● What needs to be done
Copy out the lines below word for word, everything from the one containing "Can you see the cloisonné" down to the one containing "pixel 513 370", both included.

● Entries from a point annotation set
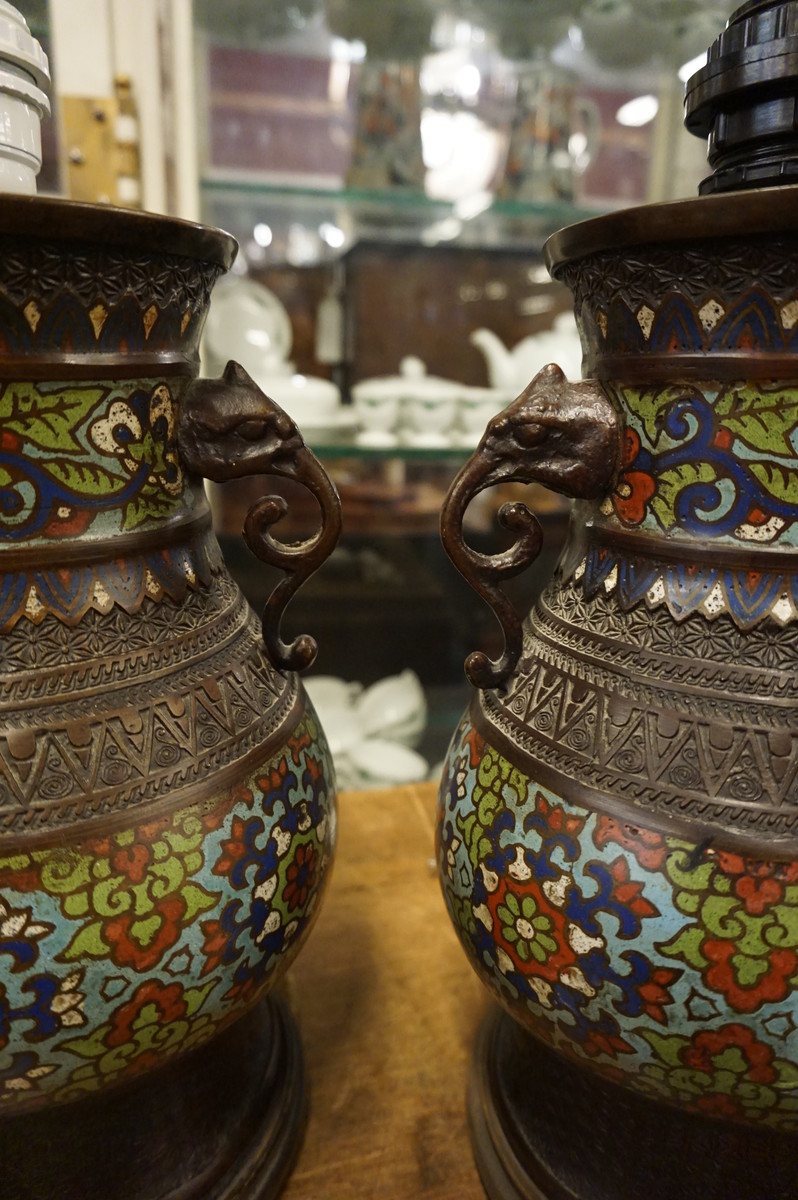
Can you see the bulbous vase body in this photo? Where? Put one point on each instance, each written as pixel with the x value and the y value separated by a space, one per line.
pixel 166 795
pixel 618 817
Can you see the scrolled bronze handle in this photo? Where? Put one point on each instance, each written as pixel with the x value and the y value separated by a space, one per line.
pixel 558 433
pixel 229 429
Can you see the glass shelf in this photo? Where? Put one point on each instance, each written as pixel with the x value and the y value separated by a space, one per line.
pixel 240 203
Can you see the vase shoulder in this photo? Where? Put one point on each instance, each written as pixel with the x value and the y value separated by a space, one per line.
pixel 682 725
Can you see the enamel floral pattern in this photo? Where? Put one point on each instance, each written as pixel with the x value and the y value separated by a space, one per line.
pixel 665 967
pixel 137 945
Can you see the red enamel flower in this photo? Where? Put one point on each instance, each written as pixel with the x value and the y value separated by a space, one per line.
pixel 129 952
pixel 772 985
pixel 709 1044
pixel 167 1001
pixel 648 847
pixel 635 487
pixel 756 883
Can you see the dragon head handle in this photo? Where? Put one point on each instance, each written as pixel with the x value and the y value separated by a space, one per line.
pixel 228 429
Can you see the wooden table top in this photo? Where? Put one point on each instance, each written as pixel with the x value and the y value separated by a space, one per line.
pixel 388 1008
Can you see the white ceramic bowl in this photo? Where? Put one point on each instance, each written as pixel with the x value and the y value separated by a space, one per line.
pixel 382 763
pixel 396 702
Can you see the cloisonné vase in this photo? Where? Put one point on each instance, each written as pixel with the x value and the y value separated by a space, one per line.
pixel 167 797
pixel 618 817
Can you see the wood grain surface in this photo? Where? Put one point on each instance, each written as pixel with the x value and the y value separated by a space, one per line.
pixel 388 1008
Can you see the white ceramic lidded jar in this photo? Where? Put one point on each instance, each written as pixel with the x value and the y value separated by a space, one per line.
pixel 24 83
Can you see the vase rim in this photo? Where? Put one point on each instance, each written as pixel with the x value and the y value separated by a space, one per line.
pixel 762 210
pixel 53 219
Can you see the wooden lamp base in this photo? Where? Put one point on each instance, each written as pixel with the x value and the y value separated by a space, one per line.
pixel 225 1122
pixel 546 1129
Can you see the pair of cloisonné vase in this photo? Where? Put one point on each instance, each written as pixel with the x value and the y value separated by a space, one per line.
pixel 617 821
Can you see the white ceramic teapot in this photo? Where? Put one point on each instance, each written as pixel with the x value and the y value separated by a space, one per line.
pixel 251 319
pixel 513 370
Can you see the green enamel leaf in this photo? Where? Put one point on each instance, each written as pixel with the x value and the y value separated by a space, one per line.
pixel 47 420
pixel 670 485
pixel 765 420
pixel 144 508
pixel 719 917
pixel 649 407
pixel 748 970
pixel 85 478
pixel 666 1048
pixel 687 946
pixel 197 900
pixel 87 941
pixel 196 997
pixel 778 481
pixel 474 839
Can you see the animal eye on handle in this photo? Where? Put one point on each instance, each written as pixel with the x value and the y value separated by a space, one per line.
pixel 558 433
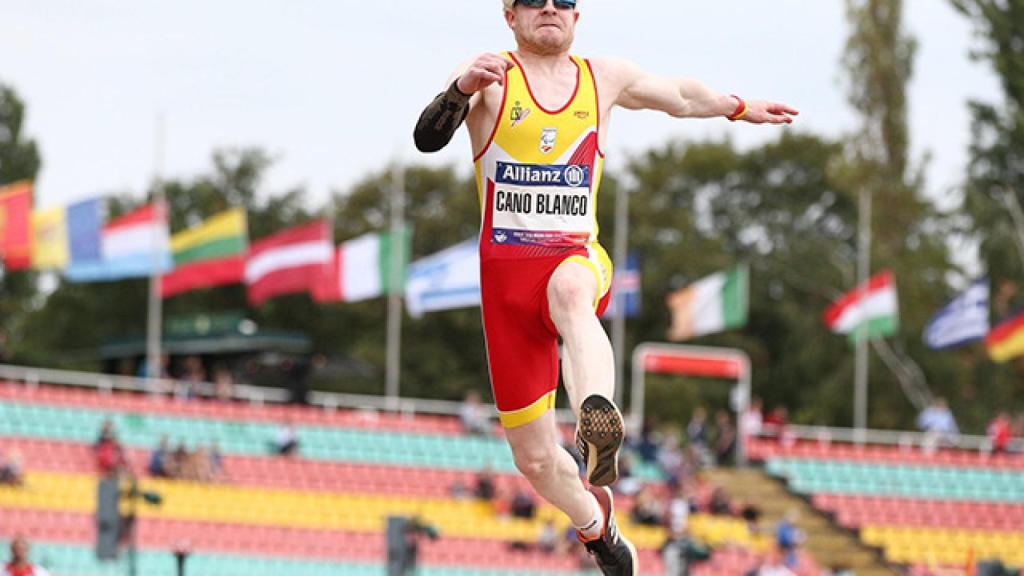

● Task result
Can you see the cloisonné vase in this photo? Where? Put one point on each instance, each written as pixel with the x value and the y value separated by a space, one per line.
pixel 167 797
pixel 618 817
Can you see the wood grain surface in this photo? Where? Put one point on each instance, each written as pixel with the x value and the y value separated by a space, one per line.
pixel 388 1008
Can you see the white ceramic lidded jar in this photo? Where? Put one point on each instance, each written as pixel with the x value and the y value separated by a space, one per line.
pixel 24 83
Can you see the vase rim in this photo? Where? Put one point on each instance, each written as pixel with the x value and the y value separated by a space, one per line.
pixel 762 210
pixel 53 219
Can you see the wooden lamp base in this photo? Where? Put one point on each instance, each written as pixel with the x value and the y value separated by a space, one per line.
pixel 225 1122
pixel 546 1129
Can you see the pair of cloisonné vase in this photo? Where? Put one point on each instance, each written as pixel with the x value and the y value separated by a space, one per line.
pixel 617 821
Can you see the white ceramic teapot in this photo? Where? Put one point on each instance, each written as pixel with the x value and the y value separated by a space, one per line.
pixel 251 319
pixel 513 370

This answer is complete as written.